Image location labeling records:

* Begin *

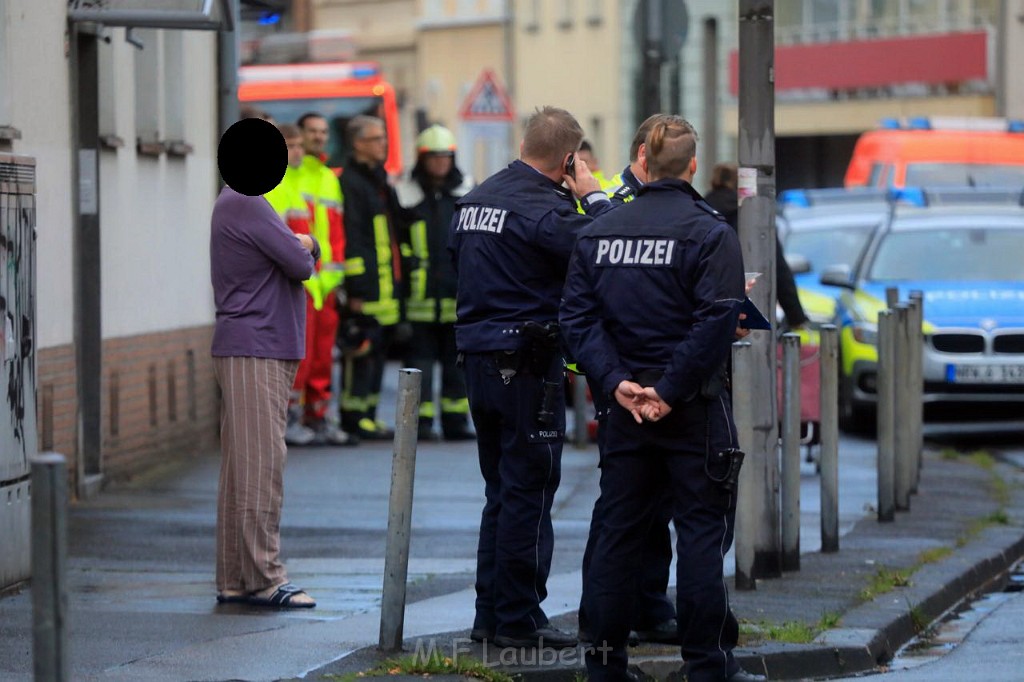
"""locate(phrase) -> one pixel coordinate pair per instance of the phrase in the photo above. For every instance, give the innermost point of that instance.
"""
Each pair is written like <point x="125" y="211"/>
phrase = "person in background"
<point x="431" y="192"/>
<point x="257" y="266"/>
<point x="374" y="221"/>
<point x="724" y="199"/>
<point x="586" y="154"/>
<point x="322" y="193"/>
<point x="511" y="238"/>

* End *

*What you will do*: Render every line of the records above as a numbered list, skipping blank lines and omitting the pictures.

*Output of the exercise*:
1. """locate(phrase) -> one pixel coordinate pair per instance of the phrase in the photo above. For every instance, give the innermost point of that instance.
2. """
3. Each pair is written like <point x="125" y="211"/>
4. phrase = "person in background"
5. <point x="431" y="192"/>
6. <point x="257" y="266"/>
7. <point x="374" y="221"/>
8. <point x="724" y="199"/>
9. <point x="586" y="154"/>
10. <point x="322" y="193"/>
11. <point x="511" y="238"/>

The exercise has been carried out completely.